## begin

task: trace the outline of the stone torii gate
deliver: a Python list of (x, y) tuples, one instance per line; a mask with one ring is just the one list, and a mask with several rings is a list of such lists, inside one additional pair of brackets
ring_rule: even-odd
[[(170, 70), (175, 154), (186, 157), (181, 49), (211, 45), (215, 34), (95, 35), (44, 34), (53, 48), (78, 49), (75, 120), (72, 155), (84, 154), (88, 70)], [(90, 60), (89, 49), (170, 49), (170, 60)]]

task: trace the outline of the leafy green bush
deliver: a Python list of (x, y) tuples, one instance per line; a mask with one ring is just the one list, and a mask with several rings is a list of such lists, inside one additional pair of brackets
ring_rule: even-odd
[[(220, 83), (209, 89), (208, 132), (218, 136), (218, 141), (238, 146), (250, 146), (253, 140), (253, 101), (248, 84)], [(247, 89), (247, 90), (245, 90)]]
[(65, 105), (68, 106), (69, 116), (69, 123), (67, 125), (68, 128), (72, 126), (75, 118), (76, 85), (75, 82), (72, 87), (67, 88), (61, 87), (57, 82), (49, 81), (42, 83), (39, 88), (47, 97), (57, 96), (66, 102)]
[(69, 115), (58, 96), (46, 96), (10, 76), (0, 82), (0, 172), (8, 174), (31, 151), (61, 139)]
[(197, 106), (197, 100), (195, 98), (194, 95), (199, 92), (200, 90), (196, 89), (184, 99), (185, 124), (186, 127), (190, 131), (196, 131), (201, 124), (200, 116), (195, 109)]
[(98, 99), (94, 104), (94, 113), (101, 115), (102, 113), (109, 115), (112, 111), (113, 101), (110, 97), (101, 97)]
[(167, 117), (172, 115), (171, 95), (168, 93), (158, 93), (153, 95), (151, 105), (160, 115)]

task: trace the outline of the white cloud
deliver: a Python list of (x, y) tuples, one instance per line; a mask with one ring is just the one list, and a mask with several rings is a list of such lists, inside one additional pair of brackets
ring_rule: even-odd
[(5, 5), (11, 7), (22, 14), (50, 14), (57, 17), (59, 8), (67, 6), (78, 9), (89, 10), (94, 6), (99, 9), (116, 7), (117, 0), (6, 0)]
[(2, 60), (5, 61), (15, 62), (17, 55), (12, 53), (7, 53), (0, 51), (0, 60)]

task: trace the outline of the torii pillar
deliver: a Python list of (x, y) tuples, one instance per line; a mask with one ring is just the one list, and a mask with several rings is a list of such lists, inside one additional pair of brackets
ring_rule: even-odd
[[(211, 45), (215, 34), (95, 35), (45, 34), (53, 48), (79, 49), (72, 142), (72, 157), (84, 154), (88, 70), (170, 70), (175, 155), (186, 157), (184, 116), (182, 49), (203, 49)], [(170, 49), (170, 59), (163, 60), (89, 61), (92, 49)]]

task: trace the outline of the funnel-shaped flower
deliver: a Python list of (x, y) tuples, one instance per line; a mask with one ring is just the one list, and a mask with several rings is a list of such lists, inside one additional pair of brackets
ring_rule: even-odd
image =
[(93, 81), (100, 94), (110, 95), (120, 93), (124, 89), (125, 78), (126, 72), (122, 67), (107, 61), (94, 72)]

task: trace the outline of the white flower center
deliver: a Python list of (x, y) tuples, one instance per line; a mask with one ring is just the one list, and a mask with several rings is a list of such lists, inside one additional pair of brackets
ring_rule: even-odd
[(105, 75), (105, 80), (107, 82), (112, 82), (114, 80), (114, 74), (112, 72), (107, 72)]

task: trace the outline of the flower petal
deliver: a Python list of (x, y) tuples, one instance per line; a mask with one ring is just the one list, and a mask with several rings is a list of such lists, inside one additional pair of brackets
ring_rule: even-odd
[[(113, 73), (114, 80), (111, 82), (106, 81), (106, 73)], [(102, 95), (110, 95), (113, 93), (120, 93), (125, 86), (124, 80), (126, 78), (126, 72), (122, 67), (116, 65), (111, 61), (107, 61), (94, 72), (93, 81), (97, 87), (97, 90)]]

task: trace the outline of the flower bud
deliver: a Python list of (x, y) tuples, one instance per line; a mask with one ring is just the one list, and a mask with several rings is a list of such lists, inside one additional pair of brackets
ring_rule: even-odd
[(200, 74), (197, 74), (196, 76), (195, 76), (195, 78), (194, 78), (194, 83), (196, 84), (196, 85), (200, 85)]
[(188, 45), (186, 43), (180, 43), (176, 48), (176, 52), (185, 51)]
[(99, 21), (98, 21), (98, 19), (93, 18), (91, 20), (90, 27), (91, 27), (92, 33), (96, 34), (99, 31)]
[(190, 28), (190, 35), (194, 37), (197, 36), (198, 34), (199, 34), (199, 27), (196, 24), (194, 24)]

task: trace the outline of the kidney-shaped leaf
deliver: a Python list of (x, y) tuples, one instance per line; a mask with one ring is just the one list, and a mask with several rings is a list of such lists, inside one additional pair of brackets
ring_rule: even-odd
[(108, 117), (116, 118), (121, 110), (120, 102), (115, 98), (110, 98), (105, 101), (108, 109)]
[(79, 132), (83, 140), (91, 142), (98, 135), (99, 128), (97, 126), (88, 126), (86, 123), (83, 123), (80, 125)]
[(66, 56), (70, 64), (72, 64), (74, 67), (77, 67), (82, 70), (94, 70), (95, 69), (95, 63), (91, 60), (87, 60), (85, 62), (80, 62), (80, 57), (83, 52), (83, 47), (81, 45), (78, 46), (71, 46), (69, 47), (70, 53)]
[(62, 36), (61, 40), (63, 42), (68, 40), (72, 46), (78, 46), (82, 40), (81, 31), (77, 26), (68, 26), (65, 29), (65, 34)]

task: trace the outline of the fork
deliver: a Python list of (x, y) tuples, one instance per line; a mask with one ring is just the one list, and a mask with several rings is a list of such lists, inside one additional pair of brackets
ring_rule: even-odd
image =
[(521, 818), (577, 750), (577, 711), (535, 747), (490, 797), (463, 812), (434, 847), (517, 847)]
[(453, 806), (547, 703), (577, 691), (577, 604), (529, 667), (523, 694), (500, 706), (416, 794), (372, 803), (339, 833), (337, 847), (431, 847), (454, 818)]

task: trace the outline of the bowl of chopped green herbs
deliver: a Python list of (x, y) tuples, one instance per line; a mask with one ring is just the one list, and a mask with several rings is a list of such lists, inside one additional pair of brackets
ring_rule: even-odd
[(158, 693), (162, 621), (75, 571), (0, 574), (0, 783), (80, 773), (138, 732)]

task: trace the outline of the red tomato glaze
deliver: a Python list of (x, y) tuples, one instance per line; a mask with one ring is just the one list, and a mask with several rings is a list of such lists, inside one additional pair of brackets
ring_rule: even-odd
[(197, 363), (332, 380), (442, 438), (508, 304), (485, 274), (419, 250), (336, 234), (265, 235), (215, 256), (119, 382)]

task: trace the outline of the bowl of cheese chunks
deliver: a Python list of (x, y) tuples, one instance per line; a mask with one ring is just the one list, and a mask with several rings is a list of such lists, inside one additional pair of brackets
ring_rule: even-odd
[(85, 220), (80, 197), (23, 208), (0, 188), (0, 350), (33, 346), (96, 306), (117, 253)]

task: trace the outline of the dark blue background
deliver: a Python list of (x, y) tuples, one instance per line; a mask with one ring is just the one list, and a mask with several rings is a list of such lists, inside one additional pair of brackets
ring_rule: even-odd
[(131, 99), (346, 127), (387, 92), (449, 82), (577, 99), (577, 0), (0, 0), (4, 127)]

## end

-- Given exercise --
Reproduce the entire listing above, line for line and character for character.

-- The reply --
task: trace the outline of the stone torii gate
deliver: a Python list of (x, y) tuples, one instance per line; a mask with one ring is just the one list, and a mask with several rings is a list of such lists, inside one additional pair of brackets
ring_rule: even-odd
[[(170, 70), (175, 154), (186, 157), (181, 49), (211, 45), (215, 34), (95, 35), (44, 34), (53, 48), (78, 49), (75, 120), (72, 155), (84, 154), (88, 70)], [(90, 60), (89, 49), (170, 49), (170, 60)]]

task: trace the outline of the leafy green bush
deliver: a Python list of (x, y) tuples, one instance per line; a mask with one ring is just the one list, and a mask with several rings is a list of such lists, inside one additional pair of brackets
ring_rule: even-odd
[[(220, 83), (209, 89), (208, 132), (218, 136), (218, 141), (238, 146), (250, 146), (253, 140), (253, 101), (248, 84)], [(247, 89), (247, 90), (245, 90)]]
[(65, 105), (68, 106), (69, 116), (69, 123), (67, 125), (68, 128), (72, 126), (75, 118), (76, 85), (75, 82), (72, 87), (67, 88), (61, 87), (57, 82), (49, 81), (42, 83), (39, 88), (47, 97), (57, 96), (66, 102)]
[(69, 115), (58, 96), (46, 96), (10, 76), (0, 82), (0, 172), (8, 174), (31, 151), (61, 139)]
[(197, 106), (197, 100), (195, 98), (194, 95), (199, 92), (200, 90), (196, 89), (184, 99), (185, 124), (186, 127), (190, 131), (196, 131), (201, 124), (200, 116), (195, 109)]
[(98, 99), (94, 104), (94, 113), (101, 115), (102, 113), (109, 115), (112, 111), (113, 101), (110, 97), (101, 97)]
[(167, 117), (172, 115), (171, 95), (168, 93), (158, 93), (153, 95), (151, 105), (160, 115)]

task: trace the outline of the white cloud
deliver: a Python list of (x, y) tuples, one instance per line; a mask with one ring is just the one list, and a mask with several rings is a list of such lists, inside one additional pair of brackets
ring_rule: even-odd
[(5, 5), (11, 7), (22, 14), (50, 14), (57, 17), (59, 8), (67, 6), (78, 9), (89, 10), (94, 6), (99, 9), (116, 7), (117, 0), (6, 0)]
[(2, 60), (5, 61), (15, 62), (17, 55), (12, 53), (7, 53), (0, 51), (0, 60)]

task: trace the outline of the torii pillar
deliver: a Python list of (x, y) tuples, one instance per line; a mask with one ring is just the one list, and a mask with several rings is a list of such lists, inside one additional pair of brackets
ring_rule: even-odd
[[(211, 45), (215, 34), (95, 35), (45, 34), (53, 48), (79, 49), (72, 142), (72, 157), (84, 154), (88, 70), (170, 70), (175, 155), (186, 157), (184, 116), (182, 49), (203, 49)], [(170, 49), (170, 59), (163, 60), (89, 61), (92, 49)]]

task: trace the outline of the funnel-shaped flower
deliver: a Python list of (x, y) tuples, one instance per line; a mask with one ring is just the one list, and a mask with several rings is a list of such lists, inside one additional pair of brackets
ring_rule: even-odd
image =
[(93, 81), (100, 94), (110, 95), (120, 93), (124, 89), (125, 78), (126, 72), (122, 67), (107, 61), (94, 72)]

task: trace the outline of the white flower center
deliver: a Python list of (x, y) tuples, one instance per line; a mask with one ring is just the one list, and a mask with several rings is a list of such lists, inside one additional pair of brackets
ring_rule: even-odd
[(105, 75), (105, 80), (107, 82), (112, 82), (114, 80), (114, 74), (112, 72), (107, 72)]

task: trace the outline of the flower petal
deliver: a Python list of (x, y) tuples, one instance per line; a mask with one ring is just the one list, and a mask with several rings is a list of such lists, inside one additional pair of brackets
ring_rule: even-odd
[[(113, 73), (114, 80), (111, 82), (106, 81), (106, 73)], [(102, 95), (110, 95), (113, 93), (120, 93), (125, 86), (124, 80), (126, 78), (126, 72), (122, 67), (116, 65), (111, 61), (107, 61), (94, 72), (93, 81), (97, 87), (97, 90)]]

task: trace the outline of the flower bud
deliver: a Python list of (x, y) tuples, one instance per line; a mask with one ring is just the one list, and a mask with several rings is a list of such lists, inside one additional pair of brackets
ring_rule: even-odd
[(200, 74), (197, 74), (196, 76), (195, 76), (195, 78), (194, 78), (194, 83), (196, 84), (196, 85), (200, 85)]
[(188, 45), (186, 43), (180, 43), (176, 48), (176, 52), (185, 51)]
[(99, 21), (98, 21), (98, 19), (93, 18), (91, 20), (90, 27), (91, 27), (92, 33), (96, 34), (99, 31)]
[(190, 28), (190, 35), (194, 37), (197, 36), (198, 34), (199, 34), (199, 27), (196, 24), (194, 24)]

task: trace the outline of the kidney-shaped leaf
deliver: a Python list of (x, y) tuples, one instance per line; a mask with one ring is just the one list, and a mask with several rings is a list of such lists, inside one additional pair of brackets
ring_rule: even-odd
[(108, 117), (116, 118), (121, 110), (120, 102), (115, 98), (110, 98), (105, 101), (108, 109)]
[(79, 132), (83, 140), (91, 142), (98, 135), (99, 128), (97, 126), (88, 126), (86, 123), (83, 123), (80, 125)]
[(66, 56), (70, 64), (72, 64), (74, 67), (77, 67), (82, 70), (94, 70), (95, 69), (95, 63), (91, 60), (87, 60), (85, 62), (80, 62), (80, 57), (83, 52), (83, 47), (81, 45), (78, 46), (71, 46), (69, 47), (70, 53)]
[(62, 36), (61, 40), (63, 42), (68, 40), (72, 46), (78, 46), (82, 40), (81, 31), (77, 26), (68, 26), (65, 29), (65, 34)]

task: trace the outline of the fork
deliver: a Python list of (x, y) tuples, one instance per line; a mask with one ring is just the one list, and a mask with several rings is a list of such lists, inside one additional pair of brackets
ring_rule: even-odd
image =
[(521, 818), (577, 750), (577, 711), (535, 747), (490, 797), (463, 812), (434, 847), (517, 847)]
[(453, 806), (547, 703), (577, 691), (577, 604), (529, 667), (523, 694), (500, 706), (416, 794), (372, 803), (339, 833), (337, 847), (431, 847), (454, 818)]

task: trace the outline of the bowl of chopped green herbs
deliver: a Python list of (x, y) tuples, one instance per line; a mask with one ring is just the one list, and a mask with several rings is a list of such lists, inside one additional pair of brackets
ring_rule: even-odd
[(158, 693), (162, 621), (75, 571), (0, 574), (0, 783), (80, 773), (138, 732)]

task: trace the outline of the red tomato glaze
deliver: a Python list of (x, y) tuples, one instance per line; a mask with one ring is just the one list, and a mask with several rings is a list of such lists, inside one additional pair of brackets
ring_rule: even-odd
[(197, 363), (332, 380), (442, 438), (508, 304), (485, 274), (419, 250), (336, 234), (265, 235), (215, 256), (119, 382)]

task: trace the outline of the bowl of cheese chunks
deliver: a Python list of (x, y) tuples, one instance per line; a mask with one ring is just the one list, and a mask with several rings is a list of such lists, inside one additional pair of brackets
ring_rule: even-odd
[(85, 220), (80, 197), (23, 208), (0, 188), (0, 350), (33, 346), (96, 306), (117, 253)]

task: trace the outline of the dark blue background
deliver: a Python list of (x, y) tuples, one instance per line; a mask with one ring is just the one list, and a mask with several rings is a list of such lists, inside one additional pair of brackets
ring_rule: even-odd
[(131, 99), (346, 127), (387, 92), (449, 82), (577, 99), (577, 0), (0, 0), (4, 127)]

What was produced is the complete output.